== INPUT FOR THIS TASK

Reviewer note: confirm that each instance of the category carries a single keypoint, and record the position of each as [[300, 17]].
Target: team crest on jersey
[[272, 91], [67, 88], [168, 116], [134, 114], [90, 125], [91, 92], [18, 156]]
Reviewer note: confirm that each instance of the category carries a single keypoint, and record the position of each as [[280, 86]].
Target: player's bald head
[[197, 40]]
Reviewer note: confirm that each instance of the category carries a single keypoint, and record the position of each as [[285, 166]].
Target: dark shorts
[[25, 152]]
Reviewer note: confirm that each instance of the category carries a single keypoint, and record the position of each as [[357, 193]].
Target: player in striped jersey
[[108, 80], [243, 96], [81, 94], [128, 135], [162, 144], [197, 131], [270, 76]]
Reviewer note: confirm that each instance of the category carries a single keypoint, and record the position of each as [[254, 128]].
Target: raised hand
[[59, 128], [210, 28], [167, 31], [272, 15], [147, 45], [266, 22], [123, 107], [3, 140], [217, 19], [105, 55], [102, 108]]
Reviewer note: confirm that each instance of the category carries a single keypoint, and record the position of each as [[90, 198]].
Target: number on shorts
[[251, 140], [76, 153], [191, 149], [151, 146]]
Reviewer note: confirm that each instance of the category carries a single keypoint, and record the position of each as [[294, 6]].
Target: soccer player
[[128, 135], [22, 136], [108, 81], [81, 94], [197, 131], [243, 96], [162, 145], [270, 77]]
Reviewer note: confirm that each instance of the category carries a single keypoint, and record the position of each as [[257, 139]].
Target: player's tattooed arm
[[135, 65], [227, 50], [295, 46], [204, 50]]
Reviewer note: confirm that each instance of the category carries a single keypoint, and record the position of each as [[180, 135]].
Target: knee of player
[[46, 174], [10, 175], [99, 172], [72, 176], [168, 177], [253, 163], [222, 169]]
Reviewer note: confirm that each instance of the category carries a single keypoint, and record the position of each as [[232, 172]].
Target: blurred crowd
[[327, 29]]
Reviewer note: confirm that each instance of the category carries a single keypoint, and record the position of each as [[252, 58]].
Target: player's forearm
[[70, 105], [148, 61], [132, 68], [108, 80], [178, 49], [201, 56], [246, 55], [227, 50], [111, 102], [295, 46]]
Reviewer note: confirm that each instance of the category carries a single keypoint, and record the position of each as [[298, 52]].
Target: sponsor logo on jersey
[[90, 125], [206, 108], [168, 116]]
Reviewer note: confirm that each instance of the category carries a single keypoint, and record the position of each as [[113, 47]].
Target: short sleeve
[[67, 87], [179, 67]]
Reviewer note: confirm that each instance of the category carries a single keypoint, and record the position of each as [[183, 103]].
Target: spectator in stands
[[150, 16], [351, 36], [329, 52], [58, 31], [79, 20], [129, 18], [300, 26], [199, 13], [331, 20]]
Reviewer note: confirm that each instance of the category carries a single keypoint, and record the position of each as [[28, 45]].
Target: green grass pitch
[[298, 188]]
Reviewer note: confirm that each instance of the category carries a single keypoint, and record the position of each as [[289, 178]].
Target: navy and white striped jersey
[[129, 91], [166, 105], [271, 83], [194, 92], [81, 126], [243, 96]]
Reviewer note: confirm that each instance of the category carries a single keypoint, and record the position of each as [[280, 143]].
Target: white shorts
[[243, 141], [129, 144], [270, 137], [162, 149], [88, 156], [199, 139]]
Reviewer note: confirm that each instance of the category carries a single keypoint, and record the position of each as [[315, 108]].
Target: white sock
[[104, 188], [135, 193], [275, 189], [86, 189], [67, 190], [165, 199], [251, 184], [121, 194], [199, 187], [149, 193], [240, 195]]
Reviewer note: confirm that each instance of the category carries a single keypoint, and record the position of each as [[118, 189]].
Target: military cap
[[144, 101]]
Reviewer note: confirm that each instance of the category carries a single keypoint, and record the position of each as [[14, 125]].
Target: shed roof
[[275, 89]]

====

### WHAT IS REQUIRED
Copy every line of the listing above word for word, without changing anything.

### RESPONSE
Reviewer note: confirm that each instance of the category carries a single keypoint, and record the position of each as [[300, 17]].
Target: team crest on jersey
[[272, 91], [67, 88], [168, 116], [134, 114], [90, 125], [91, 92], [18, 156]]
Reviewer note: confirm that each instance of the category carries a single keypoint, and record the position of each as [[280, 86]].
Target: player's bald head
[[197, 40]]
Reviewer note: confirm that each instance of the category carries a single keypoint, and record the position of each as [[285, 166]].
Target: dark shorts
[[25, 152]]
Reviewer note: confirm that each instance of the category carries a single keypoint, and record the position of each as [[357, 193]].
Target: player in striped jersey
[[108, 80], [243, 96], [81, 94], [128, 135], [162, 144], [197, 131], [270, 76]]
Reviewer note: confirm that each instance of the category carries a single keypoint, and record the position of each as [[254, 128]].
Target: raised hand
[[59, 128], [210, 28], [167, 31], [272, 15], [147, 45], [266, 22], [123, 107], [3, 140], [217, 19], [105, 55], [102, 108]]
Reviewer note: confirm that each instance of the category carries a single keypoint, and record the position of each as [[90, 198]].
Target: number on shorts
[[251, 140], [76, 153], [191, 149], [151, 146]]
Reviewer note: confirm that each instance of the category carries a single keypoint, and record the position of each as [[294, 6]].
Target: soccer player
[[128, 135], [22, 136], [108, 81], [81, 94], [197, 131], [243, 96], [162, 145], [270, 77]]
Reviewer note: confirm that each instance of the category carries a single keypoint, and record the position of each as [[257, 139]].
Target: player's tattooed arm
[[135, 65], [227, 50], [295, 46], [204, 50]]
Reviewer note: confirm that each instance of the category carries a single keypoint, and record the position of each as [[180, 135]].
Target: knee of player
[[46, 174], [10, 175], [99, 172], [72, 176], [168, 177], [253, 163], [222, 169]]
Reviewer note: confirm that each instance of the category carries a single keypoint, and record the position of each as [[232, 172]].
Target: blurred crowd
[[327, 29]]
Reviewer note: confirm that each instance of the category carries a single keypoint, and record the position of each as [[252, 58]].
Target: player's forearm
[[70, 105], [148, 61], [132, 68], [108, 80], [178, 49], [201, 56], [246, 55], [227, 50], [111, 102], [295, 46]]
Reviewer note: confirm that each instance of the category carries a single keypoint, and record the position of each as [[298, 52]].
Target: sponsor logo on jersey
[[90, 125], [206, 108], [168, 116]]
Reviewer note: confirm that each instance of the category carries a single keypoint, and record the position of each as [[113, 47]].
Target: short sleeve
[[67, 87], [179, 67]]
Reviewer note: confirm that each instance of the category carries a single keypoint, and record the position of each as [[183, 103]].
Target: spectator in stands
[[150, 16], [351, 36], [329, 52], [58, 31], [79, 20], [129, 18], [300, 26], [199, 13], [331, 20]]
Reviewer note: confirm that each instance of the category carries a single keypoint, and record the position of each as [[28, 45]].
Target: green grass pitch
[[298, 188]]
Reviewer note: confirm that each instance of the category carries a single keypoint, and record the position of each as [[289, 178]].
Target: navy and white striped jersey
[[129, 91], [166, 105], [271, 83], [194, 92], [81, 126], [243, 96]]
Reviewer note: confirm that each instance of the category carries a single keypoint, and record the position of each as [[280, 143]].
Target: white shorts
[[243, 141], [129, 144], [270, 137], [162, 149], [88, 156], [199, 139]]
Reviewer note: confirm that each instance of the category carries a single keypoint, and record the position of each as [[315, 108]].
Target: white sock
[[104, 188], [135, 193], [275, 189], [86, 189], [67, 190], [165, 199], [251, 184], [121, 194], [199, 187], [149, 193], [240, 195]]
Reviewer note: confirm that each instance of the category carries a single keypoint, and record the position of each as [[118, 189]].
Target: military cap
[[144, 101]]
Reviewer note: confirm that each instance of the category carries a single keypoint, and record the position of each as [[14, 125]].
Target: shed roof
[[275, 89]]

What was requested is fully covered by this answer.